Problem to solve: All entries given below are to be returned word for word.

Natural-language object grounding data

= = = = =

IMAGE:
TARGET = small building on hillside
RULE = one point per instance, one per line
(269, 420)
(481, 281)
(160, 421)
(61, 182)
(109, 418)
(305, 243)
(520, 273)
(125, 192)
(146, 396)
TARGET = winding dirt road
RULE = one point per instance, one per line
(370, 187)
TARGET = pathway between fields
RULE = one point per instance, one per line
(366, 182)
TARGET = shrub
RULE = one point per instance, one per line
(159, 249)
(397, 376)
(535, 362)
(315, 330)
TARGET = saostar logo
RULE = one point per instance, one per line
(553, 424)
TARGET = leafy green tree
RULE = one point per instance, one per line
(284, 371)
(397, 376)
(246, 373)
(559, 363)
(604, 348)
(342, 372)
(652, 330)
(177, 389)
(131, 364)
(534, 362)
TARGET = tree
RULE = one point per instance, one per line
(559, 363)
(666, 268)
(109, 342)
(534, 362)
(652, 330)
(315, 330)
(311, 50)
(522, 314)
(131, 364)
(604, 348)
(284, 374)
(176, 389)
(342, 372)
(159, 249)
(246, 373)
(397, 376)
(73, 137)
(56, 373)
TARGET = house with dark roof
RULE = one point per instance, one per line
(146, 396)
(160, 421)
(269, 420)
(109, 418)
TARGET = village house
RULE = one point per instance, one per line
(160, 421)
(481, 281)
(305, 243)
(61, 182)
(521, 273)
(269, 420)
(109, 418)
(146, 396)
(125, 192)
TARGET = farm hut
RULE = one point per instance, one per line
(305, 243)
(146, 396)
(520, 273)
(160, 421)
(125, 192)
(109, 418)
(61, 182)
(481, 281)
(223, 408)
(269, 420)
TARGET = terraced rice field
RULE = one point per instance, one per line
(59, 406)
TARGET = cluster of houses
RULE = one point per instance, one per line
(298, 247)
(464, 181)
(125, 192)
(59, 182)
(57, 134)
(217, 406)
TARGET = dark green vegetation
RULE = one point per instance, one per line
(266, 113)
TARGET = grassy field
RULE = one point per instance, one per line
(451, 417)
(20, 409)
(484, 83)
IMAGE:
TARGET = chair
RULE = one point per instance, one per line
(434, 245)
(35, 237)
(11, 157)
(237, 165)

= = = = =

Exercise output:
IMAGE:
TARGET = small building on hillside
RULE = one point per instance, one per line
(269, 420)
(481, 281)
(160, 421)
(61, 182)
(109, 418)
(305, 243)
(520, 273)
(125, 192)
(146, 396)
TARGET = winding dirt road
RULE = one point per instance, one per line
(370, 187)
TARGET = pathway between fields
RULE = one point per instance, one per line
(366, 182)
TARGET = shrub
RULE = one point per instance, one per line
(159, 249)
(397, 376)
(535, 362)
(315, 330)
TARGET = saostar logo
RULE = one point per instance, one per line
(553, 424)
TARGET = leafy green tree
RULE = one point per instance, one per line
(284, 371)
(397, 376)
(246, 373)
(559, 363)
(604, 348)
(342, 372)
(652, 330)
(177, 389)
(131, 364)
(534, 362)
TARGET = tree
RULE = one point per instance, one per line
(559, 363)
(666, 268)
(109, 342)
(534, 362)
(652, 330)
(315, 330)
(311, 50)
(522, 314)
(131, 364)
(604, 348)
(284, 374)
(176, 389)
(342, 372)
(159, 249)
(246, 373)
(397, 376)
(73, 137)
(56, 373)
TARGET = house with dark roof
RULE = one point per instance, one per line
(146, 396)
(160, 421)
(269, 420)
(109, 418)
TARGET = village house
RULE = one point per instance, one per line
(160, 421)
(481, 281)
(305, 243)
(61, 182)
(521, 273)
(269, 420)
(109, 418)
(146, 396)
(125, 192)
TARGET = farm hut
RULE = one point per instance, one per line
(305, 243)
(146, 396)
(520, 273)
(160, 421)
(125, 192)
(109, 418)
(61, 182)
(481, 281)
(223, 408)
(269, 420)
TARGET = terraced rice field
RULE = one point per instance, one per line
(59, 406)
TARGET = cluster of houses
RULE = one point per instance, one per line
(298, 247)
(464, 181)
(125, 192)
(59, 182)
(57, 134)
(217, 406)
TARGET = dark green vegetation
RULE = one point per instance, one per line
(266, 113)
TARGET = grassy field
RULE = one point per instance, one per line
(451, 417)
(20, 409)
(484, 83)
IMAGE:
TARGET = chair
RULE = one point per instance, one per line
(434, 245)
(35, 237)
(11, 157)
(237, 165)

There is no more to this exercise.